Quando presidi a CPI das Milícias, em 2008, afirmei que crime, polícia e política não se separavam mais no Rio. Mas, até aquele momento, a ação das quadrilhas era tratada por muitas autoridades de modo benevolente. Uns as concebiam como um mal menor diante da violência brutal do tráfico de drogas, outras as defendiam abertamente, como Bolsonaro, que à época chegou a discursar no plenário da Câmara dos Deputados a favor da legalização das milícias.

A história do Rio sempre foi marcada pela ação de organizações criminosas: grupos de extermínio, jogo do bicho e narcotráfico. Todas elas têm entre seus integrantes agentes corruptos da segurança pública, exercem controle violento sobre territórios e mantêm relação com autoridades. Mas as milícias, que emergem nos anos 2000, são o primeiro grupo chefiado por esses agentes que transforma domínio territorial em capital eleitoral.

Nos bairros da capital dominados pelas milícias vivem 2,1 milhões de habitantes. Isso significa que um em cada três habitantes da cidade mora em área controlada pelas quadrilhas. Os votos dessas famílias tornaram-se um precioso ativo que milicianos negociam com políticos corruptos. Em troca, não só defendem os interesses dos bandidos, como abrem as portas dos palácios para o crime organizado.

Quando pedi a criação da CPI, vários chefes de quadrilha eram vereadores ou deputados e faziam parte da base de apoio tanto da prefeitura quanto do governo, como os irmãos Natalino e Jerominho Guimarães, Cristiano Girão, Luiz André Ferreira, o Deco, e Josinaldo Francisco da Cruz, o Nadinho de Rio das Pedras. Participavam de eventos na Zona Oeste ao lado de autoridades públicas e frequentavam as sedes dos poderes municipal e estadual.

A nossa investigação resultou em 226 indiciamentos, na prisão de todos os chefes e em 58 propostas para enfrentá-las. Até hoje vivo sob ameaças de morte por causa do trabalho que realizamos, mas, infelizmente, as medidas que apresentamos não foram adotadas pelas autoridades responsáveis. Prender é fundamental, mas, se não cortarmos as fontes de poder econômico e político dessa máfia, não conseguiremos derrotá-la.

→ **Trechos dos dados**:
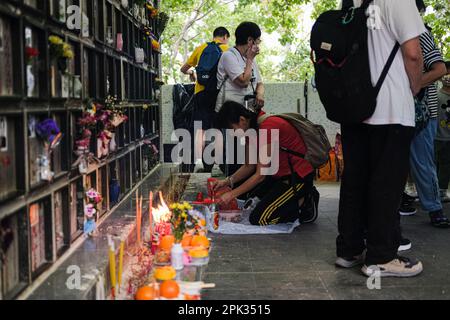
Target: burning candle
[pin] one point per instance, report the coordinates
(112, 266)
(161, 217)
(138, 226)
(122, 246)
(150, 214)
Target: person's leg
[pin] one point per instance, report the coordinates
(281, 203)
(352, 203)
(443, 163)
(423, 168)
(388, 167)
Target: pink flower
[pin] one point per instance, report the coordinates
(92, 194)
(89, 210)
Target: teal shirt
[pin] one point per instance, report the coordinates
(443, 133)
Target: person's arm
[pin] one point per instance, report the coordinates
(244, 79)
(251, 182)
(433, 61)
(413, 60)
(188, 70)
(260, 89)
(437, 71)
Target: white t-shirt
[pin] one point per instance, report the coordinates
(390, 21)
(232, 65)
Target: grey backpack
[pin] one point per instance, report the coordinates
(317, 144)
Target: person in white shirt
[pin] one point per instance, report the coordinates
(239, 78)
(376, 152)
(238, 75)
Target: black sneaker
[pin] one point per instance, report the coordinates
(407, 208)
(439, 219)
(309, 211)
(350, 262)
(405, 244)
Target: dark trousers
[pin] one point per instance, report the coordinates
(443, 163)
(279, 201)
(205, 113)
(376, 168)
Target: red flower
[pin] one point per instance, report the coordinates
(31, 52)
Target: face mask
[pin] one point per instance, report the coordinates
(446, 80)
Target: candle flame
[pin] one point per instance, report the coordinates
(162, 213)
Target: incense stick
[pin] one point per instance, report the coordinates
(150, 214)
(122, 245)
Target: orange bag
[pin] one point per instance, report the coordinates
(328, 172)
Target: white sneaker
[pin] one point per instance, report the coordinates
(444, 196)
(350, 262)
(400, 267)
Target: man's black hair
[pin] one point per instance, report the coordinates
(231, 113)
(246, 30)
(221, 32)
(421, 5)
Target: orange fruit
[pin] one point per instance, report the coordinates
(167, 242)
(146, 293)
(199, 253)
(186, 242)
(200, 241)
(165, 273)
(169, 289)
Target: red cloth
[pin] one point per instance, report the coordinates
(289, 138)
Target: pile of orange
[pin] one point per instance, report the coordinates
(146, 293)
(166, 242)
(169, 289)
(195, 241)
(165, 273)
(200, 241)
(186, 242)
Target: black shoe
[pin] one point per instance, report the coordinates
(405, 244)
(439, 219)
(406, 208)
(350, 262)
(309, 211)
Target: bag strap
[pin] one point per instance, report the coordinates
(386, 68)
(366, 4)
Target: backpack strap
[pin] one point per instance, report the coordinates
(386, 68)
(366, 4)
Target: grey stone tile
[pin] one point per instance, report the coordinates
(287, 280)
(232, 280)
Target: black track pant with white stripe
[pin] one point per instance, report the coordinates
(279, 202)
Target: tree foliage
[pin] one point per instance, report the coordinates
(285, 48)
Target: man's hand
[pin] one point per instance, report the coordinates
(226, 198)
(260, 101)
(217, 185)
(252, 52)
(193, 76)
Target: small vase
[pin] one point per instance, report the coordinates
(176, 256)
(62, 64)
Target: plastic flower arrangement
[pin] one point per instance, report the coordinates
(153, 11)
(117, 115)
(31, 53)
(60, 52)
(155, 45)
(49, 131)
(93, 198)
(181, 220)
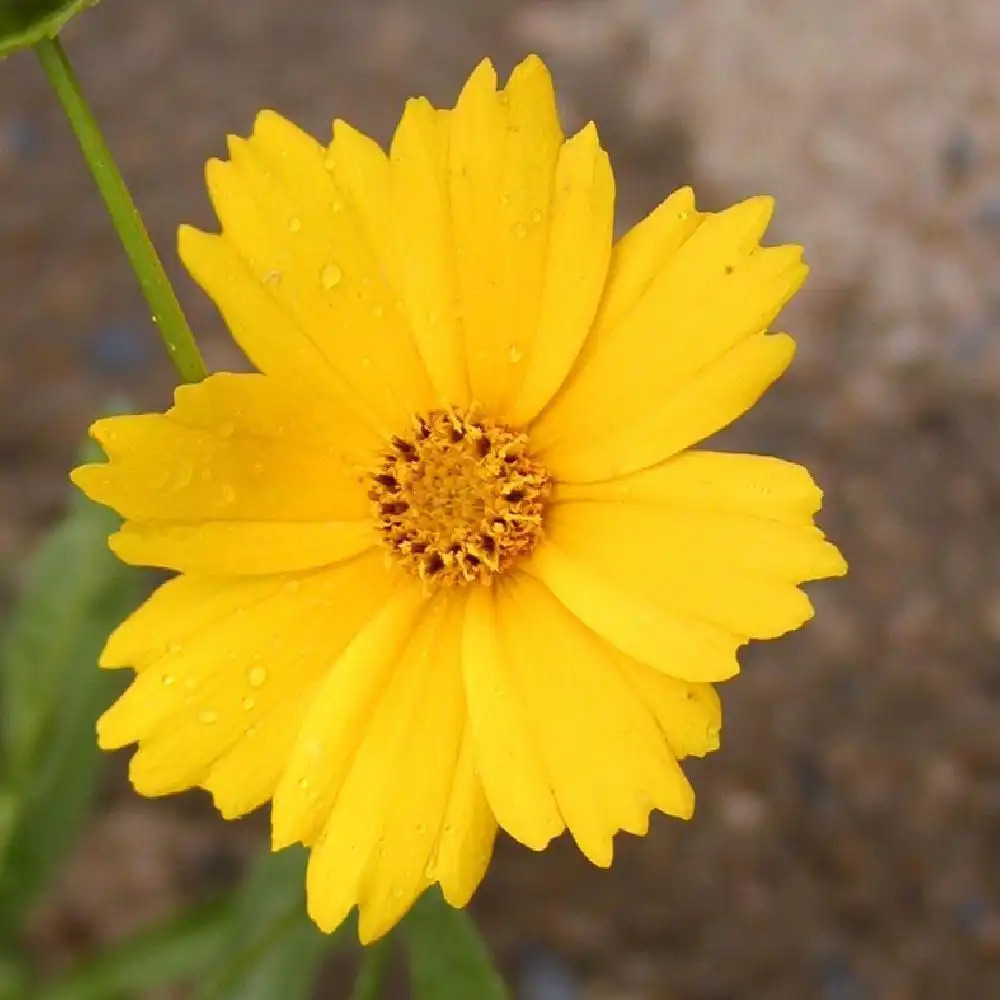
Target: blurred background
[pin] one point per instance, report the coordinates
(846, 841)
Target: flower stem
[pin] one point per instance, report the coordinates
(164, 307)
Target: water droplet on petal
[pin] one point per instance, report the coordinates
(331, 276)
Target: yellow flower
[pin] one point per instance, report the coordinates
(448, 561)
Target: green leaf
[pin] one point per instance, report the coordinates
(275, 949)
(374, 968)
(25, 22)
(448, 958)
(176, 951)
(51, 693)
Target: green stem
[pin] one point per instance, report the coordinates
(164, 307)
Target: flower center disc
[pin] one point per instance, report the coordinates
(459, 500)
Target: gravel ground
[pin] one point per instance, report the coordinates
(845, 843)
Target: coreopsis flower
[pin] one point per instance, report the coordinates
(449, 561)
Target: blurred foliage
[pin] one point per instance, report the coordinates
(274, 949)
(51, 693)
(175, 951)
(448, 958)
(23, 23)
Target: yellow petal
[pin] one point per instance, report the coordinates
(238, 547)
(269, 334)
(712, 400)
(507, 753)
(361, 170)
(217, 456)
(466, 841)
(605, 756)
(238, 477)
(338, 720)
(753, 485)
(680, 646)
(424, 247)
(503, 149)
(301, 239)
(714, 291)
(732, 568)
(210, 690)
(179, 609)
(640, 255)
(419, 781)
(689, 715)
(246, 775)
(576, 264)
(376, 845)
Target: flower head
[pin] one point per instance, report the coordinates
(448, 562)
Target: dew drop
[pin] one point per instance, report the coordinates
(256, 676)
(331, 276)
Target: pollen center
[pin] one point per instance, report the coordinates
(460, 499)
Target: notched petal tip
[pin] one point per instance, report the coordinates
(482, 80)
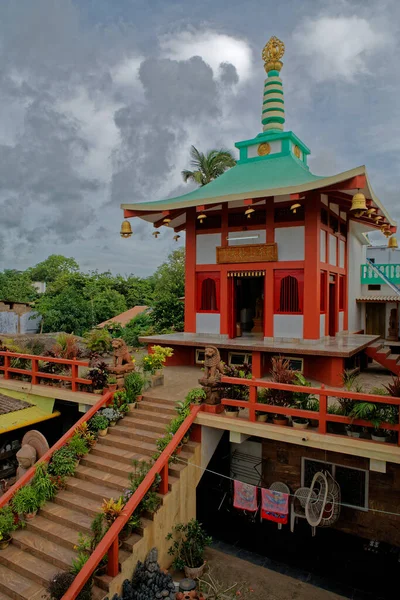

→ **Complete o seguinte**:
- 1) Segundo o texto sobre as milícias, quantos habitantes vivem nos bairros da capital dominados pelas milícias?
- 2) Apresente em uma tabela Markdown, com as colunas Nº e Valor, as linhas dos dados entre a que contém "Target: green leaf" e o fim dos dados, inclusive. Omita as linhas em branco e deixe as imagens de fora.
O texto e as linhas não têm nenhuma relação entre si.

→ **Soluções em ordem**:
- 1) 2,1 milhões de habitantes.

- 2)
| Nº | Valor |
|---|---|
| 1 | Target: green leaf |
| 2 | [pin] one point per instance, report the coordinates |
| 3 | (275, 949) |
| 4 | (374, 968) |
| 5 | (25, 22) |
| 6 | (448, 958) |
| 7 | (176, 951) |
| 8 | (51, 693) |
| 9 | Target: green stem |
| 10 | [pin] one point per instance, report the coordinates |
| 11 | (164, 307) |
| 12 | Target: flower center disc |
| 13 | [pin] one point per instance, report the coordinates |
| 14 | (459, 500) |
| 15 | Target: gravel ground |
| 16 | [pin] one point per instance, report the coordinates |
| 17 | (845, 843) |
| 18 | Target: coreopsis flower |
| 19 | [pin] one point per instance, report the coordinates |
| 20 | (449, 561) |
| 21 | Target: blurred foliage |
| 22 | [pin] one point per instance, report the coordinates |
| 23 | (274, 949) |
| 24 | (51, 693) |
| 25 | (175, 951) |
| 26 | (448, 958) |
| 27 | (23, 23) |
| 28 | Target: yellow petal |
| 29 | [pin] one point per instance, report the coordinates |
| 30 | (238, 547) |
| 31 | (269, 334) |
| 32 | (712, 400) |
| 33 | (507, 753) |
| 34 | (361, 170) |
| 35 | (217, 456) |
| 36 | (466, 841) |
| 37 | (605, 756) |
| 38 | (238, 477) |
| 39 | (338, 720) |
| 40 | (753, 485) |
| 41 | (680, 646) |
| 42 | (424, 247) |
| 43 | (503, 149) |
| 44 | (301, 239) |
| 45 | (714, 291) |
| 46 | (732, 568) |
| 47 | (210, 690) |
| 48 | (179, 609) |
| 49 | (640, 255) |
| 50 | (419, 781) |
| 51 | (689, 715) |
| 52 | (246, 775) |
| 53 | (576, 264) |
| 54 | (376, 845) |
| 55 | Target: flower head |
| 56 | [pin] one point per instance, report the coordinates |
| 57 | (448, 562) |
| 58 | Target: dew drop |
| 59 | [pin] one point per instance, report the coordinates |
| 60 | (256, 676) |
| 61 | (331, 276) |
| 62 | Target: pollen center |
| 63 | [pin] one point per instance, report the coordinates |
| 64 | (460, 499) |
| 65 | Target: notched petal tip |
| 66 | [pin] one point per instance, report the coordinates |
| 67 | (482, 80) |